Etat des lieux et constats
 
Pouvoir
Les récentes victoires aux élections Présidentielle et législatives donnent les pleins pouvoirs à la gauche en France. C’est bien-sur d’abord l’opportunité pour nous d’agir et de montrer au peuple français la différence avec la politique de droite. Mais l’exercice du pouvoir au niveau national a souvent été aussi une période difficile pour la gauche.
Dans l’opposition, la droite frappe fort, se radicalise et déstabilise l’opinion publique au travers des médias (rappelons-nous des 35h). Ce sera le temps d’une droite de plus en plus démagogique et se rapprochant probablement dans le temps du FN en de multiples occasions. Ce sera l’affrontement avec une droite surfant sur les thèses du FN, largement diffusées et légitimées dans l’opinion publique par le Président sortant.
Mais l’exercice du pouvoir à gauche s’accompagne aussi souvent d’un retrait des forces
de Gauche. L’ADN de la gauche est par nature suspicieux du pouvoir. Quand la droite admire les chefs, les leaders, la gauche est exigeante et critique. Elle objecte et demande toujours plus, dans un pays, malgré nous, encore majoritairement ancré à droite.
 
Défiance
 
Au-delà de l’exercice du pouvoir par la gauche, c’est aussi le fonctionnement des partis politiques qui est mis en question par la société. Le baromètre de la confiance politique du CEVIPOF témoigne de l’état de défiance des citoyens vis-à-vis des partis politiques, qui arrivent en dernier avec les banquiers !

> **CONSIGNE 1**: Dans la liste, reprenez les lignes depuis celle qui contient "[mark] the basket" jusqu'à la fin de la liste, en remplaçant "striped dress" par "floral dress" et sans rien modifier d'autre.

> **LISTE FOURNIE**:

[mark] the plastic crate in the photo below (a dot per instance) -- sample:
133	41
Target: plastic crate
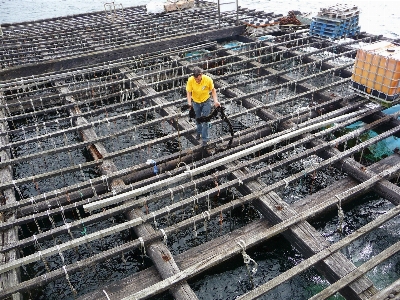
377	70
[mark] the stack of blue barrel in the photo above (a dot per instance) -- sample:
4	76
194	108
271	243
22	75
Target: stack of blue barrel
336	22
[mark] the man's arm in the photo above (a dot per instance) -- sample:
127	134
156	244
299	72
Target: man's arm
214	94
189	96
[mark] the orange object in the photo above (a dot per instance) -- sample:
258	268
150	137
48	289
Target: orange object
377	68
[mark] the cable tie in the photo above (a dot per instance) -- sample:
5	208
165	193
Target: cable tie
165	236
108	298
286	182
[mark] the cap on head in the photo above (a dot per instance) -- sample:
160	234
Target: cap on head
197	71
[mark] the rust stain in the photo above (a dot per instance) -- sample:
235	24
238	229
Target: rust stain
95	153
165	257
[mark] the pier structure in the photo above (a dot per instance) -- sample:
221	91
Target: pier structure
101	170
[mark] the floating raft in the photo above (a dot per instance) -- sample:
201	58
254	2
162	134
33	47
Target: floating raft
107	194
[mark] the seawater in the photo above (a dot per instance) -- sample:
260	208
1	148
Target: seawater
376	17
231	279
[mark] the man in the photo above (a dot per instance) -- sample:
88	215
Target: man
198	90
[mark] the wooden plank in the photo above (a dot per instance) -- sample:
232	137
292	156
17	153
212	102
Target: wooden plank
360	271
150	276
117	53
309	242
165	267
305	264
9	236
388	293
342	185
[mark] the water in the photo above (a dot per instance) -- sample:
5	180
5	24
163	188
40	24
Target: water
274	256
377	17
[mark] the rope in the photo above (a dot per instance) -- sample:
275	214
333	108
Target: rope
221	110
246	258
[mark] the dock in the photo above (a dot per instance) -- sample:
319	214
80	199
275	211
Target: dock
106	193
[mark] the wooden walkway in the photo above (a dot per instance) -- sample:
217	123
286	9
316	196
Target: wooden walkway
100	165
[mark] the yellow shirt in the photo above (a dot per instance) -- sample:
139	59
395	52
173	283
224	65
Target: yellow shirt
200	91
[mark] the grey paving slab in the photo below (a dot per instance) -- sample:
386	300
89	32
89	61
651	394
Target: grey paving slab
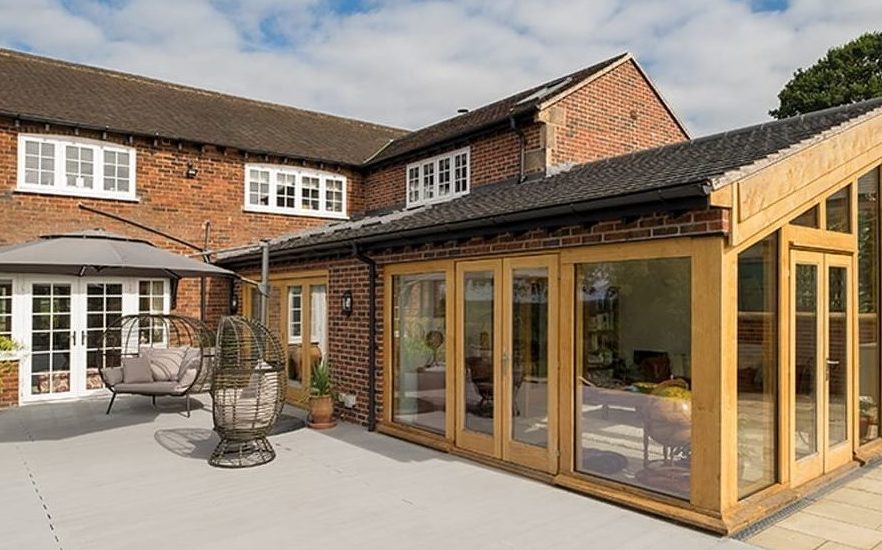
139	479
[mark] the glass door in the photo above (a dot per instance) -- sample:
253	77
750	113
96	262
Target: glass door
63	323
506	380
304	331
821	359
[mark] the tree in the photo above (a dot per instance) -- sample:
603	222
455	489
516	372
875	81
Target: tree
847	74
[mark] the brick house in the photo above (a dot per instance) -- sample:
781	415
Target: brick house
561	283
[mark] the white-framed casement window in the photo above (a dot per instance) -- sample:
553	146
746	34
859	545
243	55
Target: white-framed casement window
295	191
69	165
438	178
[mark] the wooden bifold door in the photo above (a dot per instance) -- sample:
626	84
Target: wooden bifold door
507	360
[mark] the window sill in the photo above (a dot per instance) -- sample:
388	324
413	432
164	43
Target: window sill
79	195
296	214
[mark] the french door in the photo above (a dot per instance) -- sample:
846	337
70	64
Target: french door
821	363
506	379
61	321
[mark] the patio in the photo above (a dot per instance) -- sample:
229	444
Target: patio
74	478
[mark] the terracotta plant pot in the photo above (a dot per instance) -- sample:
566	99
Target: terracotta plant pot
321	412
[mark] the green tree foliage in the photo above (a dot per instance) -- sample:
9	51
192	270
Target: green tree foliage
847	74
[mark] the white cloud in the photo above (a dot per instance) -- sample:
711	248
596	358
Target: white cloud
409	63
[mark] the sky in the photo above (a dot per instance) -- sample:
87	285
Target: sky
409	63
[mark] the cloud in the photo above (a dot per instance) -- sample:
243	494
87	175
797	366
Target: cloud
408	63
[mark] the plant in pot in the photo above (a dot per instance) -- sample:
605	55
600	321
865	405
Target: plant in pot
321	397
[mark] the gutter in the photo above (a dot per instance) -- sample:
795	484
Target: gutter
372	335
695	194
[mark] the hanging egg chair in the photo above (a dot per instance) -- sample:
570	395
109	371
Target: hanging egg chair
248	390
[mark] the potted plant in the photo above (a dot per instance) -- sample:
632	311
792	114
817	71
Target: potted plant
321	397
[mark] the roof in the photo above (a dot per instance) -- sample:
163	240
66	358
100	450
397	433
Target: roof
47	90
498	112
683	170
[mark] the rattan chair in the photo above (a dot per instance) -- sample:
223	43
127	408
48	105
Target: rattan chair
248	390
153	355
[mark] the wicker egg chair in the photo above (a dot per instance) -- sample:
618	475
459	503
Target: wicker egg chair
153	355
248	390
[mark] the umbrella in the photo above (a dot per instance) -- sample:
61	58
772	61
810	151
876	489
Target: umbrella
98	252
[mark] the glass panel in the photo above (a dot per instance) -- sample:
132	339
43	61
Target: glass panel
868	305
478	304
809	218
50	351
758	366
295	335
839	211
633	353
837	358
806	344
529	361
420	361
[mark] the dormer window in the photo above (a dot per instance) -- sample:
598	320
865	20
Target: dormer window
295	191
439	178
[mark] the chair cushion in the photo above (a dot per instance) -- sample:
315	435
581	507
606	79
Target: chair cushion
136	370
165	364
113	375
190	361
149	388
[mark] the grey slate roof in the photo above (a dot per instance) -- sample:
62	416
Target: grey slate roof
66	93
488	115
686	167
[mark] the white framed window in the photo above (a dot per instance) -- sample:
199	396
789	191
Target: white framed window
294	191
69	165
439	178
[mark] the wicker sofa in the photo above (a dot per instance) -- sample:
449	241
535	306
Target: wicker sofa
156	372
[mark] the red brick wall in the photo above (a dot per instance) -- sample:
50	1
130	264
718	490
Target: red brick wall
348	336
167	201
8	384
615	114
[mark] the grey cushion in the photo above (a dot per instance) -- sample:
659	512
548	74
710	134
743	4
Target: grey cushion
191	360
136	370
149	388
113	375
165	364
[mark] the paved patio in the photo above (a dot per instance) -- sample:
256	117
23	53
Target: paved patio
74	478
846	517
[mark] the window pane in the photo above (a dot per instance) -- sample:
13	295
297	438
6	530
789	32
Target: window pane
868	305
809	218
839	211
419	363
633	385
758	366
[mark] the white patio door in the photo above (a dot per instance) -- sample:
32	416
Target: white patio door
61	323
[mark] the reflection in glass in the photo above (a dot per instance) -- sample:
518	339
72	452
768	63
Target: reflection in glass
478	303
633	351
868	304
839	211
837	360
805	438
529	362
50	348
758	366
419	332
809	218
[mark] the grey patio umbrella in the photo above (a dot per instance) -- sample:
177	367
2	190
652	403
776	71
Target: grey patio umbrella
97	252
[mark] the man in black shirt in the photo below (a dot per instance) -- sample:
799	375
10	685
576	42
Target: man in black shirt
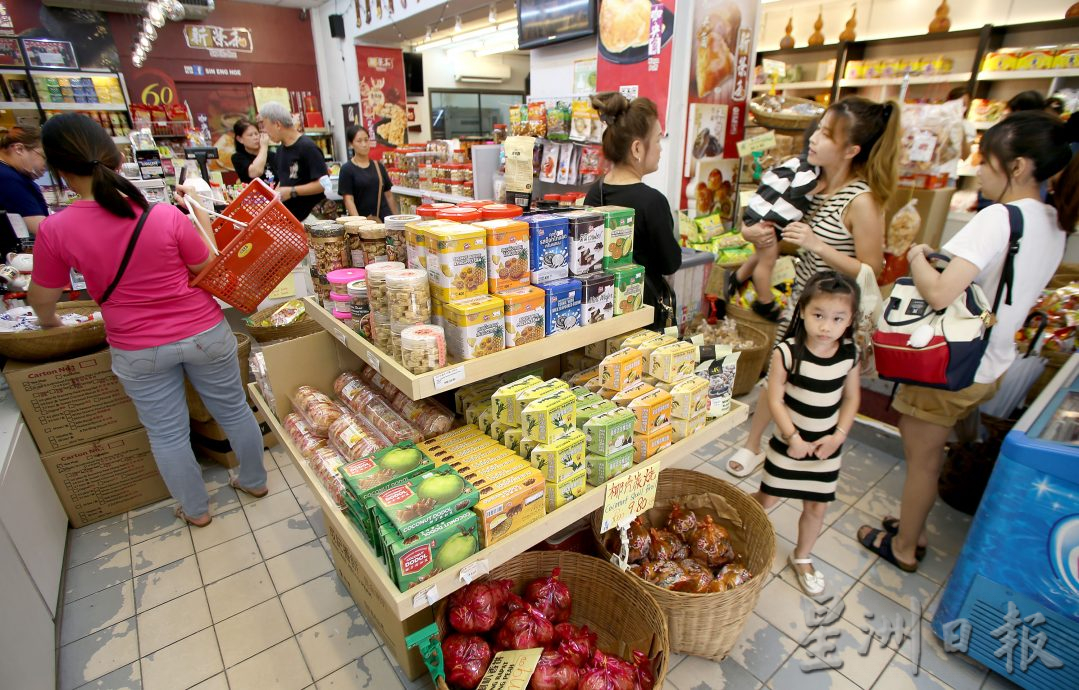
300	163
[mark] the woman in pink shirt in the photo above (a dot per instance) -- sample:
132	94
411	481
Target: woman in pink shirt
137	259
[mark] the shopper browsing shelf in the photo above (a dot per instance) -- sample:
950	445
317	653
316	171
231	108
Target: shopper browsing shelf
364	184
631	144
300	162
21	163
158	326
253	157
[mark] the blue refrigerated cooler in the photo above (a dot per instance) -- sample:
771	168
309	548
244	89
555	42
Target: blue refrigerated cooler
1021	557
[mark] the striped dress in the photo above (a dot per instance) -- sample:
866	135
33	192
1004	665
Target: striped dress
813	397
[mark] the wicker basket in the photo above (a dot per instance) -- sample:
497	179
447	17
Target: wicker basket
56	343
267	334
196	409
709	624
602	596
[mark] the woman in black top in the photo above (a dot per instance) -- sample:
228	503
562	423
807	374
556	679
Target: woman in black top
631	144
364	184
253	157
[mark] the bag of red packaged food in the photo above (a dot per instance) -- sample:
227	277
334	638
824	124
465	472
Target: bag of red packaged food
550	597
465	659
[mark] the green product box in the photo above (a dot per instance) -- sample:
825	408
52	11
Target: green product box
413	559
602	469
426	499
611	431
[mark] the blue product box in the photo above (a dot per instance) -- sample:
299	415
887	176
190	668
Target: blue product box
548	247
561	305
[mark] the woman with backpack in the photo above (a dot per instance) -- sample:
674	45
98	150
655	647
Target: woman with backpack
1019	154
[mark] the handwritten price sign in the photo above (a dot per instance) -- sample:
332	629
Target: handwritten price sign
629	495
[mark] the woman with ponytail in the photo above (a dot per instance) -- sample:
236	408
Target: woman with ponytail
1020	153
137	259
856	147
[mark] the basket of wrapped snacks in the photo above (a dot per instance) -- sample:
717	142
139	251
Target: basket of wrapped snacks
573	606
289	320
702	552
23	339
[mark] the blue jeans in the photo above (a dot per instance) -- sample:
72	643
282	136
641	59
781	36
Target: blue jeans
153	379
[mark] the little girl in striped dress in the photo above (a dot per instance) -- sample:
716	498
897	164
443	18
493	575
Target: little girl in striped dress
814	390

> **CONSIGNE 2**: Recopiez le document intégralement, à l'identique.

> **CORRIGÉ 1**:
[mark] the basket of wrapped snacks in the photo above (a dot per instance) -- sample:
717	142
139	251
Target: basket of wrapped snacks
573	606
289	320
702	552
23	339
[mark] the blue jeans in the photo above (a dot per instance) -- sample:
72	643
282	136
641	59
781	36
Target: blue jeans
153	379
[mark] the little girl in floral dress in the photo above (a dot per instance) -- sample:
716	498
897	164
443	18
493	575
Target: little girl in floral dress
814	390

> **CORRIGÉ 2**:
Etat des lieux et constats
 
Pouvoir
Les récentes victoires aux élections Présidentielle et législatives donnent les pleins pouvoirs à la gauche en France. C’est bien-sur d’abord l’opportunité pour nous d’agir et de montrer au peuple français la différence avec la politique de droite. Mais l’exercice du pouvoir au niveau national a souvent été aussi une période difficile pour la gauche.
Dans l’opposition, la droite frappe fort, se radicalise et déstabilise l’opinion publique au travers des médias (rappelons-nous des 35h). Ce sera le temps d’une droite de plus en plus démagogique et se rapprochant probablement dans le temps du FN en de multiples occasions. Ce sera l’affrontement avec une droite surfant sur les thèses du FN, largement diffusées et légitimées dans l’opinion publique par le Président sortant.
Mais l’exercice du pouvoir à gauche s’accompagne aussi souvent d’un retrait des forces
de Gauche. L’ADN de la gauche est par nature suspicieux du pouvoir. Quand la droite admire les chefs, les leaders, la gauche est exigeante et critique. Elle objecte et demande toujours plus, dans un pays, malgré nous, encore majoritairement ancré à droite.
 
Défiance
 
Au-delà de l’exercice du pouvoir par la gauche, c’est aussi le fonctionnement des partis politiques qui est mis en question par la société. Le baromètre de la confiance politique du CEVIPOF témoigne de l’état de défiance des citoyens vis-à-vis des partis politiques, qui arrivent en dernier avec les banquiers !